HUMAN RIGHTS TRIBUNAL OF ONTARIO
B E T W E E N:
Stamatios Stathis
Applicant
-and-
Thyssenkrupp Fabco
Respondent
DECISION
Adjudicator: Sheri D. Price
Indexed as: Stathis v. Thyssenkrupp Fabco
1The applicant filed an Application under s. 34 of the Human Rights Code, R.S.O. 1990, c. H.19, as amended (the “Code”) on January 5, 2009, alleging that the respondent discriminated against him in respect of employment on the basis of disability. Among other things, the applicant alleges that the respondent refused to provide him with light duties following a workplace injury and terminated his employment on the basis of disability on August 4, 1986, more than 22 years before the Application was filed.
2On January 29, 2009, the Tribunal sent the applicant a Notice of Intent to Dismiss. In that Notice, the Tribunal advised the applicant that the Application appeared to be outside of the Tribunal’s jurisdiction because of the delay in filing the Application. The Tribunal directed the applicant to provide his submissions to explain why, in all of the circumstances, the Application was within the Tribunal’s jurisdiction.
3The Tribunal also advised that the Application appeared to be outside the Tribunal’s jurisdiction pursuant to s. 53(8) of the Code because the subject-matter of the Application was the same or substantially the same as the subject-matter of a complaint that was filed with the Commission and did not otherwise fall within its jurisdiction pursuant to s. 53(3) or 53(5) of the Code. This was due to the fact the applicant had checked off a box on the Application form indicating that he filed a complaint with the Ontario Human Rights Commission (the “Commission”) with respect to the subject-matter of the Application. However, he did not provide a copy of the complaint to the Tribunal, nor did he provide a Commission file number, as requested. There is therefore an insufficient basis for the Tribunal to determine whether the applicant filed a complaint with the Commission with respect to the subject-matter of the Application.
──────────────────────────────
**Problems to work on**:
A. Answer these questions about the tribunal decision:
(i) On what date did the applicant file the Application?
(ii) On what date did the Tribunal send the applicant a Notice of Intent to Dismiss?
(iii) Besides a copy of the complaint, what did the applicant fail to provide to the Tribunal?
B. Please carry the tribunal decision forward by writing the part that comes after its last paragraph.
The lines that follow come from a separate source, not from the tribunal decision.

**Material provided**:
──────────────────────────────
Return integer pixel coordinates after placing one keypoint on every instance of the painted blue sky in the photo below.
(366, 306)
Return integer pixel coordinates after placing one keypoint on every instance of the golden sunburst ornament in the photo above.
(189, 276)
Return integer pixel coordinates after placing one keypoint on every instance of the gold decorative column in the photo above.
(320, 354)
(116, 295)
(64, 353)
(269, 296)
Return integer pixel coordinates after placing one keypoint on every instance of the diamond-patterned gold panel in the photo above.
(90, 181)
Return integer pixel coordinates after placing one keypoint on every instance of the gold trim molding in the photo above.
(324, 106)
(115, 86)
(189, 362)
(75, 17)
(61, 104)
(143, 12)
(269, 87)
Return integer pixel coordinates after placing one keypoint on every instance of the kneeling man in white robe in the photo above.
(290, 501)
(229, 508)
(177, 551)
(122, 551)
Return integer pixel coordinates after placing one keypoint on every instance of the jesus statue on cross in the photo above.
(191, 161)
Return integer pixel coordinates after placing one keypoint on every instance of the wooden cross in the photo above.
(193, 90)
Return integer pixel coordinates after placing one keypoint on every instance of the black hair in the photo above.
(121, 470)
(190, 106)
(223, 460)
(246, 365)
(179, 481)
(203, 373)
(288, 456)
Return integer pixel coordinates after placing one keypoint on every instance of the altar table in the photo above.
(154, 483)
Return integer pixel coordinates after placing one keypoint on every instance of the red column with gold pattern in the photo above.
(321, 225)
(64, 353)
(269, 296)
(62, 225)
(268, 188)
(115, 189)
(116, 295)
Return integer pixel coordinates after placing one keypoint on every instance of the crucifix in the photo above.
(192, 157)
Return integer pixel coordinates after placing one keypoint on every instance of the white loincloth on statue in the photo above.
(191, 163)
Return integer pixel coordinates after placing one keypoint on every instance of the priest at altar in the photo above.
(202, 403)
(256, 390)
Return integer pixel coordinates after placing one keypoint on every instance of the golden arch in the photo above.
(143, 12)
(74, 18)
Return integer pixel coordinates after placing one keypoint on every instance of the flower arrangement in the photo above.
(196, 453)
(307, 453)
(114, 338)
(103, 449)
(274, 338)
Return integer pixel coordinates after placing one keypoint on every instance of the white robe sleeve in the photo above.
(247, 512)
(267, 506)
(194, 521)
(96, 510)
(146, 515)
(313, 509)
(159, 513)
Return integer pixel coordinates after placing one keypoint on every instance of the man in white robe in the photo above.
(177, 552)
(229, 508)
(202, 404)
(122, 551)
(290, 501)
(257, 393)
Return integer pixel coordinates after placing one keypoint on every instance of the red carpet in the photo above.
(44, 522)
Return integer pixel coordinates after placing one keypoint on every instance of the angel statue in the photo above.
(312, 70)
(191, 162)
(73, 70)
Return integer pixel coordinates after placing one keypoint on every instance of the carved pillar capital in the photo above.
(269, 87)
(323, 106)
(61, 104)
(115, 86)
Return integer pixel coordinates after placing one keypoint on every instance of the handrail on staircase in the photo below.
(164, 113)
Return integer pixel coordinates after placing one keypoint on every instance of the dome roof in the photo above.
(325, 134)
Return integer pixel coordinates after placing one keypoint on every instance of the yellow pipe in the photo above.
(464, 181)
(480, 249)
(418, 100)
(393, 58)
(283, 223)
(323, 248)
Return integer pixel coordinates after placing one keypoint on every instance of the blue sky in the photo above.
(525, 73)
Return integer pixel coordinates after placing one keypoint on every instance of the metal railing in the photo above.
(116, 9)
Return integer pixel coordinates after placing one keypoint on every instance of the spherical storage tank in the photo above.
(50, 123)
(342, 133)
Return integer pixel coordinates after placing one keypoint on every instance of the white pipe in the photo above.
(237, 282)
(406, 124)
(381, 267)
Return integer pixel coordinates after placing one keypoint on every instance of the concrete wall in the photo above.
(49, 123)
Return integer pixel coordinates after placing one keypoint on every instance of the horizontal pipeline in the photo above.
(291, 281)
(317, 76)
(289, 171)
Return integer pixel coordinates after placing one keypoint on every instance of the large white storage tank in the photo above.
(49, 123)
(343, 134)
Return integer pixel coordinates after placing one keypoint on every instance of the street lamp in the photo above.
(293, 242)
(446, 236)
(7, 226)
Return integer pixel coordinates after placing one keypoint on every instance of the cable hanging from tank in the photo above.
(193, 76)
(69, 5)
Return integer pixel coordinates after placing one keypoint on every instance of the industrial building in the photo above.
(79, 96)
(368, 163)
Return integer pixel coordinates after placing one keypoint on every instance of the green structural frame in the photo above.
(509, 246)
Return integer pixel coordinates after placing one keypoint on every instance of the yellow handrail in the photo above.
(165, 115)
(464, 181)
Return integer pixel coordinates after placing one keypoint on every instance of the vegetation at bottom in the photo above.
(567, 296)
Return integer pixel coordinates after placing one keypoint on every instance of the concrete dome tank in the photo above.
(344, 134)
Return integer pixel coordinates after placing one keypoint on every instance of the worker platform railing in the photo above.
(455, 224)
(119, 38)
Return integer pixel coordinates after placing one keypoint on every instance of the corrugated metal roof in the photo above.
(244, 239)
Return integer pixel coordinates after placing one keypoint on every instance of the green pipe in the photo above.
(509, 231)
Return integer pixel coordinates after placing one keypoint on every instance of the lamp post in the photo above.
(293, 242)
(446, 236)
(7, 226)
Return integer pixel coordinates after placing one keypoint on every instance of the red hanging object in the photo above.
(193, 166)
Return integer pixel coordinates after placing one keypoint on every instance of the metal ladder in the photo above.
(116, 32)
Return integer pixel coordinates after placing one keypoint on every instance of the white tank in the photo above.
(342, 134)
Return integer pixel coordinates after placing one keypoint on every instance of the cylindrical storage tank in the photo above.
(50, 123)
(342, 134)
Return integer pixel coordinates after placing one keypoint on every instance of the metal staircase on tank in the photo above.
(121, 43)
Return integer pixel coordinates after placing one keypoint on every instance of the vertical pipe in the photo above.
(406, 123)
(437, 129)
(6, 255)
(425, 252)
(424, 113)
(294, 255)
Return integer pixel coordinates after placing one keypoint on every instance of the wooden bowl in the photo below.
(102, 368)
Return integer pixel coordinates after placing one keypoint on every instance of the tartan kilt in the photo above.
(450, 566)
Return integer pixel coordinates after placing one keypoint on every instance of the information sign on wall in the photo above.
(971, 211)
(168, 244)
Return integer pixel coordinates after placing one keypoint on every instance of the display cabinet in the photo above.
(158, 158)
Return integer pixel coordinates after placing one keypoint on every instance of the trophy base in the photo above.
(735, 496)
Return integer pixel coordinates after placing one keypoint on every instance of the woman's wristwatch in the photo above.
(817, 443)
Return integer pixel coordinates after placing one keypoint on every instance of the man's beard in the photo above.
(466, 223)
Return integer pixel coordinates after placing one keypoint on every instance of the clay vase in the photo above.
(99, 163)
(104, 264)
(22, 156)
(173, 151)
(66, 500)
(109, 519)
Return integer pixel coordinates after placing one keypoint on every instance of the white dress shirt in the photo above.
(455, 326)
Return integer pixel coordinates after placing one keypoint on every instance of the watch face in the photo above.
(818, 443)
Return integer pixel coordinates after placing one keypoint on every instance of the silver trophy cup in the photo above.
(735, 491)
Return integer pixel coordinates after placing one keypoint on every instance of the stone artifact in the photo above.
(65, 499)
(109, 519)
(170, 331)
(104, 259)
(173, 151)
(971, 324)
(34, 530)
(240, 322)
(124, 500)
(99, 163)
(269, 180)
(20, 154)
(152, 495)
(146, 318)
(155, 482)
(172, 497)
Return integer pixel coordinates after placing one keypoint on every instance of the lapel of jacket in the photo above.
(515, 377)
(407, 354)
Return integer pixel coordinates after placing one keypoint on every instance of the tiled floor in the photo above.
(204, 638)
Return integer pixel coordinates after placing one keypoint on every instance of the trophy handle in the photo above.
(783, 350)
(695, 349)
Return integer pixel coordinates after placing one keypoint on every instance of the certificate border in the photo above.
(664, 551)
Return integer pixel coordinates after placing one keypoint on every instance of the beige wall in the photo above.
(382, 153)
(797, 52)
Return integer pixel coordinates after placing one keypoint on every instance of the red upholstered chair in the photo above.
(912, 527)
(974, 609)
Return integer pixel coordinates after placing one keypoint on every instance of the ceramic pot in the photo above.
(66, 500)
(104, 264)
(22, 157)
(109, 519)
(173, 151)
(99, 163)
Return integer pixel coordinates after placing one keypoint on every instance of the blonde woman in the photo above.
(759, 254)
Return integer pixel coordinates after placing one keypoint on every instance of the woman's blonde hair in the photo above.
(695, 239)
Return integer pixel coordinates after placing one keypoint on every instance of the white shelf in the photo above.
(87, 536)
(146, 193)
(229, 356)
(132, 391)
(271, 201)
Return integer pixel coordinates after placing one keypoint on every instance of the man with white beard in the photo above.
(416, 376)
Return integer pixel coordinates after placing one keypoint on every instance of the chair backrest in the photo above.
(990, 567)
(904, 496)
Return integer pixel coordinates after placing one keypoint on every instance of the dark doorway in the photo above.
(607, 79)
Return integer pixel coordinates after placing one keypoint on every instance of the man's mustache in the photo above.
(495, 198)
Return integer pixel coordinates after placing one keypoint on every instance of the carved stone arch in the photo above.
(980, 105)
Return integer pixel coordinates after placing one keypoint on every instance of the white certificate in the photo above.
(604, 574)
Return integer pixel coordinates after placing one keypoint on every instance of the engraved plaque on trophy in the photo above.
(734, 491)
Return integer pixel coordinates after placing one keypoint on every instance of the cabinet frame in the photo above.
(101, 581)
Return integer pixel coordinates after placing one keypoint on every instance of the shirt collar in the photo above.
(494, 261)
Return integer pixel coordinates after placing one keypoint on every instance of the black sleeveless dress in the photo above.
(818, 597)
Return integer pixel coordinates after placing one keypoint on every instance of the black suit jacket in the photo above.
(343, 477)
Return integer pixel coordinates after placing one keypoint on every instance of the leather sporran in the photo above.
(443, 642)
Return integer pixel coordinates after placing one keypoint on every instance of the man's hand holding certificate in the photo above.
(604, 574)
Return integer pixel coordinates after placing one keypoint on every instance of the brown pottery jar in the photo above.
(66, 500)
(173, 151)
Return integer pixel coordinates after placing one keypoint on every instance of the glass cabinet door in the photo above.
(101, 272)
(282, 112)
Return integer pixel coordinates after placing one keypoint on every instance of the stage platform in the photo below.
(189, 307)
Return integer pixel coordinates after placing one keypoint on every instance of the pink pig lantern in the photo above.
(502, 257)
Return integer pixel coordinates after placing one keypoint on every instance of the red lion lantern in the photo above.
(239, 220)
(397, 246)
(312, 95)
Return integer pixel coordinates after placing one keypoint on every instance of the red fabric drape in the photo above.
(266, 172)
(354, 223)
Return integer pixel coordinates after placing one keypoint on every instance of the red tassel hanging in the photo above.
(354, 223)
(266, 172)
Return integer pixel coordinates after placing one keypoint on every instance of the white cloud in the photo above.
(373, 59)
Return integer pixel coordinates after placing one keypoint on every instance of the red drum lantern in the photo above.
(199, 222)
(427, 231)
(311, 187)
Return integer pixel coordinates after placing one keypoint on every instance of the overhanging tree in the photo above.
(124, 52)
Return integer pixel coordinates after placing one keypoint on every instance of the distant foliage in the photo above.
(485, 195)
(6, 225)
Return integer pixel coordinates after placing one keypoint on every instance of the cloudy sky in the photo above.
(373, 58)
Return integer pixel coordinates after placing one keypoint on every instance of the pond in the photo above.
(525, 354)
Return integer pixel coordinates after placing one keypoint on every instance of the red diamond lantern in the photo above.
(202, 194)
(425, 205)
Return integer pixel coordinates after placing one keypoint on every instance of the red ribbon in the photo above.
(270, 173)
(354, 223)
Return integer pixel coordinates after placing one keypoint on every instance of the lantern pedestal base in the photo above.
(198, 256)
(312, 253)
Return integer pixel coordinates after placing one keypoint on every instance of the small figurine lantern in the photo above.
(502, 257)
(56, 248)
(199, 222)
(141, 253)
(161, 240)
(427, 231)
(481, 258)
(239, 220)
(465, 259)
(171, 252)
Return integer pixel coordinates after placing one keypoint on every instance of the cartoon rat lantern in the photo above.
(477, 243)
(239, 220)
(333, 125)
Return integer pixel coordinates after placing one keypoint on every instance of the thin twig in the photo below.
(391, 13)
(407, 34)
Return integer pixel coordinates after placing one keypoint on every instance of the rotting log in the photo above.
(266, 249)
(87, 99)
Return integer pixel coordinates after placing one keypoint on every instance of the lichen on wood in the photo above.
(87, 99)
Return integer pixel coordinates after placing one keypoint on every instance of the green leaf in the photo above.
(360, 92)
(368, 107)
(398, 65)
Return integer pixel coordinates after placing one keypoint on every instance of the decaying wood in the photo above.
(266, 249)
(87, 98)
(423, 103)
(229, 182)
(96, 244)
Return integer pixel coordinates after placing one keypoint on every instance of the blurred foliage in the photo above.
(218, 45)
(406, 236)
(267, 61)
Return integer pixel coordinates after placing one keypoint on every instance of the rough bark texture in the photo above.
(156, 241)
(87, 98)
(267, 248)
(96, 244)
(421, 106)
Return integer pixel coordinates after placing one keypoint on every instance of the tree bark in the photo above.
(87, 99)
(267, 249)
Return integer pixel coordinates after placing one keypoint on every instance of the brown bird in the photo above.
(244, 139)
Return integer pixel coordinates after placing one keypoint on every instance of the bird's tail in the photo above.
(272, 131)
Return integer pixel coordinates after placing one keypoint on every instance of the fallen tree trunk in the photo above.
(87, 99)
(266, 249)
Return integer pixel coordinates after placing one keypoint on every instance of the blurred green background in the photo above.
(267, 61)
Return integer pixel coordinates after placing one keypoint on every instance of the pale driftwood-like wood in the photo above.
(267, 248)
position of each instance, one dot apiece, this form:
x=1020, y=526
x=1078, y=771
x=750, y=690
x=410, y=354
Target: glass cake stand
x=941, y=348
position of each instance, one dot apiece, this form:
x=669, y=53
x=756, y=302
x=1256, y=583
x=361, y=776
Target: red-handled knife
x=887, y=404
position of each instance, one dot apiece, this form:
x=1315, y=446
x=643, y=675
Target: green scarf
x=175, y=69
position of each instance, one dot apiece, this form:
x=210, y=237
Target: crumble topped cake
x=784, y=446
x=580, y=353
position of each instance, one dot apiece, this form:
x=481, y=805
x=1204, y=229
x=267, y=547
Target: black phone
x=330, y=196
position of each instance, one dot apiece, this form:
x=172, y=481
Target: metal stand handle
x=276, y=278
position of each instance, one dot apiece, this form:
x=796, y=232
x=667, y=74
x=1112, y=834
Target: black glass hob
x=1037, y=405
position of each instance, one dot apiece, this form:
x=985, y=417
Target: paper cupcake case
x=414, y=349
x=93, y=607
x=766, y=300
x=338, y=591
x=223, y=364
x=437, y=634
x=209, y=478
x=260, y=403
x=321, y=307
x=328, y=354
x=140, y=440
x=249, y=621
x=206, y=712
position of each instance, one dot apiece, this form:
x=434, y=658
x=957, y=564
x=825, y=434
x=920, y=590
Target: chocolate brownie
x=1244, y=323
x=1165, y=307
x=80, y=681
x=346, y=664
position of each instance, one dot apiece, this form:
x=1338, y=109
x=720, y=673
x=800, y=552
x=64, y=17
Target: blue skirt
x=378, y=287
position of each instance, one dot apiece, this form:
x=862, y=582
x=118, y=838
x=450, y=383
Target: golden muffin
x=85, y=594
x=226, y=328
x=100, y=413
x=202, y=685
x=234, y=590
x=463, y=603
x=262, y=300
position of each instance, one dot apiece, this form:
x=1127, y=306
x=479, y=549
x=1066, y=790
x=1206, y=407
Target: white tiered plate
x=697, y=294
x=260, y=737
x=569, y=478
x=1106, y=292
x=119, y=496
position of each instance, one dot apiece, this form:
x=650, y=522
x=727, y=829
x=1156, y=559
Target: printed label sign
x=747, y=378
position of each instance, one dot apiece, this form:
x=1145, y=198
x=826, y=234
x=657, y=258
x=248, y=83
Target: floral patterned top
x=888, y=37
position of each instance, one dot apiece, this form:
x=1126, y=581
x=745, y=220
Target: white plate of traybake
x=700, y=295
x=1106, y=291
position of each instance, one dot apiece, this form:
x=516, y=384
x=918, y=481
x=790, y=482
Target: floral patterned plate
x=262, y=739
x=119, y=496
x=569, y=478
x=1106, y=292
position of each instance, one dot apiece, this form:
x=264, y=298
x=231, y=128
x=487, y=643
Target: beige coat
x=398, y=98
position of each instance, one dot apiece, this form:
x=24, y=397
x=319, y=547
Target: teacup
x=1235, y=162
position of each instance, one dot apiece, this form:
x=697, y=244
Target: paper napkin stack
──────────────────────────────
**Replies**:
A.
(i) January 5, 2009
(ii) January 29, 2009
(iii) A Commission file number

B.
4In any event, for the reasons that follow, and based on the information that the applicant has provided to the Tribunal, the Tribunal must dismiss the Application as the Tribunal does not have jurisdiction over the matters raised by the applicant because of the delay in filing the Application.
5The Tribunal’s power to hear and determine human rights applications is based on the Code. The Tribunal does not have a general power to inquire into claims which are not within its statutory jurisdiction under the Code.
6Section 34 of the Code provides that a person may file an application alleging that his or her rights under the Code have been infringed within one year of the incident (or last incident) to which the application relates. It also gives the Tribunal discretion to accept late applications in certain circumstances:
34 (1) If a person believes that any of his or her rights under Part I have been infringed, the person may apply to the Tribunal for an order under section 45.2,
(a) within one year after the incident to which the application relates; or
(b) if there was a series of incidents, within one year after the last incident in the series.
(2) A person may apply under subsection (1) after the expiry of the time limit under that subsection if the Tribunal is satisfied that the delay was incurred in good faith and no substantial prejudice will result to any person affected by the delay.
7In responding to the Tribunal’s Notice of Intent to Dismiss, the applicant reiterates his desire to have a fair and impartial hearing before the Tribunal. However, he does not provide a good reason, or indeed any reason, which justifies the 22 year delay in commencing a human rights proceeding in respect of the alleged discrimination.
8Pursuant to s. 34 of the Code, where an application is filed more than a year after the incident to which the Application relates (or after the last incident in a series of incidents), the Tribunal has no jurisdiction to deal with the Application unless it is satisfied that the delay in filing the Application was incurred in good faith. At a minimum, the applicant must provide the Tribunal with a reasonable explanation as to why he or she did not pursue his or her rights under the Code in a timely manner. Where there is great delay in filing an application, the Tribunal will take that into account in assessing whether the reasons offered by the applicant justify the lengthy delay.
9In this case, the applicant has not provided a reasonable explanation to justify the very long delay in filing the Application or to satisfy the Tribunal that the applicant was unable, for valid reasons, to pursue the allegations under the Code against the respondent in a timely manner and that the delay was incurred in good faith.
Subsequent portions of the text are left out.